TASK DETAILS: Looking at the records below, say how many lines include "parked", and add nothing else.

==========

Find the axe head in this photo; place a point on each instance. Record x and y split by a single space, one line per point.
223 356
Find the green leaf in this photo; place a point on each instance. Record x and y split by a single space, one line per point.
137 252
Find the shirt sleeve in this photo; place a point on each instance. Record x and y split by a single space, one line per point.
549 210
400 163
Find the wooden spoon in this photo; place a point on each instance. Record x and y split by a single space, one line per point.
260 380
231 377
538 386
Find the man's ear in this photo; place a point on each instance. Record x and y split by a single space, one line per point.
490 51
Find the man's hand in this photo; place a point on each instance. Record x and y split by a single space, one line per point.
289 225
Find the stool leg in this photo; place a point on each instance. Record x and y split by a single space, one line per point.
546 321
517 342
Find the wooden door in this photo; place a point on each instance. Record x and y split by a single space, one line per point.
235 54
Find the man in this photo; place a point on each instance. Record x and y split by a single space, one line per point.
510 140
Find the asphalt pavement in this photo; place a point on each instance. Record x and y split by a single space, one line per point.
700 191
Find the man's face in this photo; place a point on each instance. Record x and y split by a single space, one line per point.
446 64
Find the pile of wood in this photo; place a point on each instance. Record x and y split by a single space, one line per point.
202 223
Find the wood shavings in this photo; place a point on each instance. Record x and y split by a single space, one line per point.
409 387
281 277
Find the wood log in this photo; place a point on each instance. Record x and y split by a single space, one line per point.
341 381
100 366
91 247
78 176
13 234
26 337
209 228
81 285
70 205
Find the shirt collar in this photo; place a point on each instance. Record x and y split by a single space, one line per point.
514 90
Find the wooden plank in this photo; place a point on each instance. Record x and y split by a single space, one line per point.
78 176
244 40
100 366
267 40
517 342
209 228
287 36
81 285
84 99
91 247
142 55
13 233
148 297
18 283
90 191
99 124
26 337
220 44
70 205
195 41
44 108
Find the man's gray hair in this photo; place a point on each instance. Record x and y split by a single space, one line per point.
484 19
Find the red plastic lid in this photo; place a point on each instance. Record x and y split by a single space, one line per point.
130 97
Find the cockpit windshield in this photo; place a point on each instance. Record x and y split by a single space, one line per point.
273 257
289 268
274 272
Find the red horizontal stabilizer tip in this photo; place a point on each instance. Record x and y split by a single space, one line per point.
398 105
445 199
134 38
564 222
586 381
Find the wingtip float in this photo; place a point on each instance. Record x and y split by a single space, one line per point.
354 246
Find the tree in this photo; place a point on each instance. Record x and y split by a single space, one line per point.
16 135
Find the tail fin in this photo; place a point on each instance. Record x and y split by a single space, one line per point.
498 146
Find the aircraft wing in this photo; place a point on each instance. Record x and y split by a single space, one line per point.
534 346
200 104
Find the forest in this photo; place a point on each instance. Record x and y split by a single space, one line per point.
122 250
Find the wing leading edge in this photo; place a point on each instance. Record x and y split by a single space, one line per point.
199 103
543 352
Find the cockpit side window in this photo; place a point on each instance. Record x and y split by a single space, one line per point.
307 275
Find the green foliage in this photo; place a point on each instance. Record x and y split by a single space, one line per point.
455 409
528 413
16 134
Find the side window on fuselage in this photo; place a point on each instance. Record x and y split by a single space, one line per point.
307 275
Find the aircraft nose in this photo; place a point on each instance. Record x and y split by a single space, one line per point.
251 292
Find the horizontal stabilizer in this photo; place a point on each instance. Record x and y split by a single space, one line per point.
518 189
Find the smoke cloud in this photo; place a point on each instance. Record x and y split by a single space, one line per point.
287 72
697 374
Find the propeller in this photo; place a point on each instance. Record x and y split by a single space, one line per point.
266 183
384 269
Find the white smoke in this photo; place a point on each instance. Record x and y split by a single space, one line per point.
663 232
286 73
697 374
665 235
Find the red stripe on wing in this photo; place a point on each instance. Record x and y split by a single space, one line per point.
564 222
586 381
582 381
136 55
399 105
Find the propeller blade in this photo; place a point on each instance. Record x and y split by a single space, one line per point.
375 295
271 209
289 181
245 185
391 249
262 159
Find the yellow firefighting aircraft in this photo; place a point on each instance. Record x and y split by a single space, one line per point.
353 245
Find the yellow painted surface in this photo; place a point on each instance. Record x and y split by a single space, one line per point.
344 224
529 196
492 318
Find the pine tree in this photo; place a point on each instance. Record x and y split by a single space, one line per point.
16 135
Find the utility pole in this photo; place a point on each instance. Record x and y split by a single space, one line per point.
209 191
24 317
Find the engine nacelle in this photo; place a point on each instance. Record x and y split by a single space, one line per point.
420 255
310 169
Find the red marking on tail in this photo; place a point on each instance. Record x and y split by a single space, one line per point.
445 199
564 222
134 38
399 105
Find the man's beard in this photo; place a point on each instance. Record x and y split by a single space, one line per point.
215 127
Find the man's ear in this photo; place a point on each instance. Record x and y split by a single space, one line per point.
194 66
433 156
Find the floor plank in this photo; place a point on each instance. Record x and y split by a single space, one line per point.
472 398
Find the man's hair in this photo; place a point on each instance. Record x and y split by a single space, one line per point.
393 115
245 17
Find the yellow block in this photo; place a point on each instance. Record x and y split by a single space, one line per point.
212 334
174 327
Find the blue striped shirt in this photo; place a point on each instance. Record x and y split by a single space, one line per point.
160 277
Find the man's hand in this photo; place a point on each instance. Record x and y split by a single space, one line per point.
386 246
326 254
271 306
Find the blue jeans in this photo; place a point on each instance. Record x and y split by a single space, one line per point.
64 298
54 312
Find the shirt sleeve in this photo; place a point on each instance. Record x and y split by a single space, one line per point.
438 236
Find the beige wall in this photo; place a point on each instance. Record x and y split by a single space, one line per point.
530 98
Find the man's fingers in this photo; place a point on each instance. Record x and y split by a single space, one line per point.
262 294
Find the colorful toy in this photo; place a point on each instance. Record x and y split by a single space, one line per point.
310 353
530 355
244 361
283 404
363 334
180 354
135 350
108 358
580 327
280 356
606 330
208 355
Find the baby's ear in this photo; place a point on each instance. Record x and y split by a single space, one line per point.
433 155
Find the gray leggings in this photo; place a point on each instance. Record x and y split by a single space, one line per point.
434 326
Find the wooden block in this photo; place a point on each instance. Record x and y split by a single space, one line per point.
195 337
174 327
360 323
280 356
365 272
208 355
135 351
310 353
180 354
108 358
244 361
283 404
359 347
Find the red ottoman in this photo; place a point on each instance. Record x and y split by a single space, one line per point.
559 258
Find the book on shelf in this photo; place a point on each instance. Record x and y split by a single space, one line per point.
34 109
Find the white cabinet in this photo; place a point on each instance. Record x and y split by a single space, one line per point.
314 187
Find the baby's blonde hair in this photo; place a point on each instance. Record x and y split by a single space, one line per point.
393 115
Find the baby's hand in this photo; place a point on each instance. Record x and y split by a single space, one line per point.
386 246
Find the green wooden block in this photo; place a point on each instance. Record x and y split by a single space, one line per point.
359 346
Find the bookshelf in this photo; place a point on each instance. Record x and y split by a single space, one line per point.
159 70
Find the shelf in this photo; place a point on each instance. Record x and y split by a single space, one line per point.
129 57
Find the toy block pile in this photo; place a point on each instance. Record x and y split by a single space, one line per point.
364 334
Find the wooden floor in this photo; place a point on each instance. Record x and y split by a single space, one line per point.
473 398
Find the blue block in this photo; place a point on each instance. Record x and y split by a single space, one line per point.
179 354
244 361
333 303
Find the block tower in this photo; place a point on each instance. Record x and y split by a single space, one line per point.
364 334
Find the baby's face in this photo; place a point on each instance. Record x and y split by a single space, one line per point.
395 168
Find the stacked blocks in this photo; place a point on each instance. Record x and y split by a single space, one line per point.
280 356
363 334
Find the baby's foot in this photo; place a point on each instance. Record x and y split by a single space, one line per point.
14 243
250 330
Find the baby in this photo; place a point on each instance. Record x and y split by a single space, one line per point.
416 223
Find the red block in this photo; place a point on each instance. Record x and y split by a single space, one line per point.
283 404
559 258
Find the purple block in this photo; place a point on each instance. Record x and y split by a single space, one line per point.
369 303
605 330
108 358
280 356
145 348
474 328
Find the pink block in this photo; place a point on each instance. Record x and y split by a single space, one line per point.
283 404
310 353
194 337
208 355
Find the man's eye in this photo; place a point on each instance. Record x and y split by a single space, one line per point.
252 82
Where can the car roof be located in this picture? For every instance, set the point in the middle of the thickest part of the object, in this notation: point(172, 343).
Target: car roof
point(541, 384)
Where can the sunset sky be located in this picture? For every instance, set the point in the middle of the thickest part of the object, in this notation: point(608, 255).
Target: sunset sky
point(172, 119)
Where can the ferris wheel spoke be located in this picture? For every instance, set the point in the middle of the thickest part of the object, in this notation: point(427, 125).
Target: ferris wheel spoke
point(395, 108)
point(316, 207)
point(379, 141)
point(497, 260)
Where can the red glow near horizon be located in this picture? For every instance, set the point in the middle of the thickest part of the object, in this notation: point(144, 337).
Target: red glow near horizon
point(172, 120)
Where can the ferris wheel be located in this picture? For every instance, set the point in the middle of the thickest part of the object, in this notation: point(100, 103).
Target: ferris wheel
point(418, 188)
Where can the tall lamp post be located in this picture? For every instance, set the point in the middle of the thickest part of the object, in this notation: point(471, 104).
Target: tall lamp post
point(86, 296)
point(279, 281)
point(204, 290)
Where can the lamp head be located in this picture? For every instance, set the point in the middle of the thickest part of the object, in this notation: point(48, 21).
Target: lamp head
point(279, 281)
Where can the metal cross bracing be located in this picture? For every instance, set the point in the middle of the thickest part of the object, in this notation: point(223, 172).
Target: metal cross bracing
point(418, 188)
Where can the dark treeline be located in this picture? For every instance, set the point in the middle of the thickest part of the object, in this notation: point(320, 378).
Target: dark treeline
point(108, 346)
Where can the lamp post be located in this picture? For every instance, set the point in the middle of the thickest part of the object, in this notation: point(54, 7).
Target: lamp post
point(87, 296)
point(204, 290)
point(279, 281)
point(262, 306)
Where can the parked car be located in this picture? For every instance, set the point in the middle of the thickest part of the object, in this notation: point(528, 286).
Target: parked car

==========

RESULT BELOW: 2